*WHAT YOU SHOULD DO*
Reproduce every line of the data below without any changes.

[Raw records]
####

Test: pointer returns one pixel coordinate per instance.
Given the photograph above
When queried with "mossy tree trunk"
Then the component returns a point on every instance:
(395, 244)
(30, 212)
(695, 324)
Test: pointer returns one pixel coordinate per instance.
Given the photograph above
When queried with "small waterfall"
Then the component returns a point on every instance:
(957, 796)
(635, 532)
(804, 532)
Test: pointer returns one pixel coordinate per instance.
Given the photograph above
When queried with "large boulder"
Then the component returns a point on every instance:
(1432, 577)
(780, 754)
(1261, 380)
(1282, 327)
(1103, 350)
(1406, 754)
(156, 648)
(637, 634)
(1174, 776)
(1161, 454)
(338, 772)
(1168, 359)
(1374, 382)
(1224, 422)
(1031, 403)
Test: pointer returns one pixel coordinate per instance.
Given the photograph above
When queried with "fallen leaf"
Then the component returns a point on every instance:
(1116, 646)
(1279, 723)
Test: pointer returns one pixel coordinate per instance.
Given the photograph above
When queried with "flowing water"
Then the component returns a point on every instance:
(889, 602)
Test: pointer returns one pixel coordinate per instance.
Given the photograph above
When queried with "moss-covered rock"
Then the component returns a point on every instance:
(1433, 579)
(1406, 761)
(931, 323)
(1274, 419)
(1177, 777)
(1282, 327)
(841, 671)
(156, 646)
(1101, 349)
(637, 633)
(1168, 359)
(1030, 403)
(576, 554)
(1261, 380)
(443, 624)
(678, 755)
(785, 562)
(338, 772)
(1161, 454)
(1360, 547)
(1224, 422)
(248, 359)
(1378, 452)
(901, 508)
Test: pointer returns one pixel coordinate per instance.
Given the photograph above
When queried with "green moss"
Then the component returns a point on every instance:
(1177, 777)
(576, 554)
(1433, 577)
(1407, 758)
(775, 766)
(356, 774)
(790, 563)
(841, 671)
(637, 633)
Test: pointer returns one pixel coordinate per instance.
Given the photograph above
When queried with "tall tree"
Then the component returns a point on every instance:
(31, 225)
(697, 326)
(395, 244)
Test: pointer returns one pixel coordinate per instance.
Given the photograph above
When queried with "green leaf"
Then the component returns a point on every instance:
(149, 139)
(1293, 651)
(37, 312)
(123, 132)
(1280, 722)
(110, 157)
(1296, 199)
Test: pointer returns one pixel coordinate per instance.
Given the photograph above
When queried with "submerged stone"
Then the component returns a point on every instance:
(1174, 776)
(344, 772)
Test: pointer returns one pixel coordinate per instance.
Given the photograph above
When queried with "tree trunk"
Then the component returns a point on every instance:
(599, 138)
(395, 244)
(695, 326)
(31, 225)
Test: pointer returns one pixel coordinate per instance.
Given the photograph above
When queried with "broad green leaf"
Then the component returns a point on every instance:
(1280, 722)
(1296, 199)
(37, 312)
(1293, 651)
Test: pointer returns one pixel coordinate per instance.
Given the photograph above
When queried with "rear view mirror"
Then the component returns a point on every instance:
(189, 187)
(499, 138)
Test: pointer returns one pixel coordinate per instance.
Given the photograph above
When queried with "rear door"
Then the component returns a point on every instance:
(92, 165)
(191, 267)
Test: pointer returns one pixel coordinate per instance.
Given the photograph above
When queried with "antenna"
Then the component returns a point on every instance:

####

*SOLUTION*
Test: pointer returns one pixel coordinate per instance.
Given the photograph above
When queried with "mossy tree trunk"
Then the component returns a point on every instance:
(395, 244)
(30, 212)
(695, 324)
Test: pointer returns one pixel coordinate per instance.
Given the photograph above
When queried with "small waterfall"
Then the component returns a point on every instance:
(957, 796)
(635, 532)
(804, 532)
Test: pointer returns one pixel coordinate per instance.
Given the photograph above
When queried with "large boulder"
Then the component returns a point on every instance:
(1432, 577)
(780, 754)
(1261, 380)
(1282, 327)
(1103, 350)
(1406, 754)
(156, 648)
(637, 634)
(1174, 776)
(1161, 454)
(338, 772)
(1168, 359)
(1374, 382)
(1224, 422)
(1031, 403)
Test: pointer returns one pixel coordinate per instance.
Given the photograph above
When queried with "fallen leaf"
Then the component returns a point on every instance:
(1116, 646)
(1279, 723)
Test: pointer returns one pixel coordinate per instance.
Given the photograph above
When queried with "flowing water"
Then the component returns a point on every instance:
(889, 602)
Test: pointer returns one pixel coordinate per instance.
Given the photograph above
When queried with "moss-covered rock"
Then the component returns a point on every instance:
(1433, 579)
(1406, 761)
(931, 323)
(1274, 419)
(1177, 777)
(1282, 327)
(841, 671)
(156, 646)
(1101, 349)
(637, 633)
(1168, 359)
(1030, 403)
(576, 554)
(1261, 380)
(443, 624)
(678, 755)
(785, 562)
(338, 772)
(1161, 454)
(1360, 547)
(1224, 422)
(248, 359)
(1378, 452)
(901, 508)
Test: pointer returns one pixel coordinate per instance.
Given the photograph above
When queried with "green moss"
Then the component returns a point on every instance:
(1177, 777)
(576, 554)
(1433, 577)
(1407, 758)
(775, 766)
(356, 774)
(790, 563)
(841, 671)
(637, 633)
Test: pointer returns one pixel coordinate per instance.
Given the photograph above
When queried with "tall tree"
Then the component returns a point on every instance:
(31, 225)
(697, 326)
(395, 244)
Test: pointer returns one pixel coordinate per instance.
Given the photograph above
When queried with "green leaf"
Then the component returns a point on every instance:
(149, 139)
(1293, 651)
(37, 312)
(123, 132)
(1280, 722)
(110, 157)
(1296, 199)
Test: pointer returns one pixel coordinate per instance.
Given the photograph above
When queried with "submerged stone"
Then the component returns a point on every instance:
(1174, 776)
(344, 772)
Test: pointer returns one pixel coordinate per instance.
Given the photograph above
When queried with "tree trunk"
Then the component returns a point on every instance:
(599, 138)
(395, 244)
(695, 326)
(31, 225)
Test: pointer returns one pixel coordinate per instance.
Given the photograph above
When queried with "broad green leaf"
Then the component returns a point on every instance:
(1280, 722)
(1296, 199)
(37, 312)
(1293, 651)
Test: pointer returns one pixel coordinate per instance.
Given the photograph above
When queried with "rear view mirror"
Then the component returns a point on every instance:
(189, 187)
(499, 138)
Test: pointer returns one pixel coordinate per instance.
Given the photograph above
When queried with "rear door"
Then the component returns a point on every instance:
(92, 165)
(191, 267)
Test: pointer returns one pixel coordinate per instance.
Given the photograph above
When queried with "antenna"
Then the component returns a point on every instance:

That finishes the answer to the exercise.